Attempts to sell the plantation have failed. The university's board of trustees determined that the annual cost of maintaining the plantation at $385,000 in 2013, but the university allots only $100,000 yearly as of 2020. In 2014, the plantation was put up for sale at $4 million (~$5.07 million in 2023), but no offers were made. A subsequent attempt to find a buyer using a real estate agent also failed. An appraisal of the plantation's value included $500,000 in needed repairs. [16] On July 3, 2020, the university opened the bidding process again with the minimum bid pegged at $3.2 million, with bids due by August 20, 2020. [17]

Architecture

The house was constructed around 1826. This is a Federal style, clapboard house on a raised basement. The basic shape of this 2+12-story house is rectangular. The house has a gable roof with dormers. The front horseshoe stairs to the porch are granite with an iron railing. A semicircular archway leads to the basement. [3]

The portico is supported by four fluted Doric columns. The pediment has a semi-elliptical window. It is decorated with dentate molding. The second floor has French doors with a fanlight transom that open to the railed balcony on the portico. [3]

The south facade has single nine over nine lights on either side of the doors. Each wing has four nine over nine lights. In the second story, there are pairs of six over six lights to the left and right of the porch gable. The front door has a fanlight transom. Dormer windows and basement windows are six over six lights. The gabled ends have three six over six lights. The east and west elevations have four nine over nine lights. The north elevation has two dormers. There are four windows on each floor and a window in the stairwell between the first and second floors. The rear portico has four Doric columns. [3]

The interior has a four-room, central hall plan. The main floor has right and left parlors separated by the central hall. Behind are an alcove and library on the right and a kitchen and laundry on the left. The basement includes a wine cellar, storage room. The basement floor is brick. One room has a millstone incorporated in its floor. [3]

PBS New Home Show project

A PBS television show entitled, "The New Home Show" built a modern-day replica of the Wedge Plantation home near Matthews, North Carolina using modern day materials. [18] The replica was designed by William Poole. [19] The Wedge Plantation project was built over 18 episodes.

## Set exercise 1
Reproduce all of the entries below word for word, keeping every line in its original order.

## Data provided
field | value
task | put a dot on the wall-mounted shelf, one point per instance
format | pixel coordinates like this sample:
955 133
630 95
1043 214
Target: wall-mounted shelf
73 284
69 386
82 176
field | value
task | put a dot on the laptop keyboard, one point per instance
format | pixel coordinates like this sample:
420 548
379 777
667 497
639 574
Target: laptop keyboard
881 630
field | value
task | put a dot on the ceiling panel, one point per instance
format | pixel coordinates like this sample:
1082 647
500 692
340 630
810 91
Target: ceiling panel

## Set exercise 2
Copy the Wedge Plantation text verbatim from "PBS New Home" to "over 18 episodes.".

## Task result 1
field | value
task | put a dot on the wall-mounted shelf, one point per instance
format | pixel coordinates like this sample:
955 133
630 95
1043 214
Target: wall-mounted shelf
73 284
69 386
82 176
field | value
task | put a dot on the laptop keyboard, one point per instance
format | pixel coordinates like this sample:
420 548
379 777
667 497
639 574
Target: laptop keyboard
881 630
field | value
task | put a dot on the ceiling panel, one point per instance
format | pixel coordinates like this sample:
1082 647
500 692
340 630
810 91
Target: ceiling panel

## Task result 2
PBS New Home Show project

A PBS television show entitled, "The New Home Show" built a modern-day replica of the Wedge Plantation home near Matthews, North Carolina using modern day materials. [18] The replica was designed by William Poole. [19] The Wedge Plantation project was built over 18 episodes.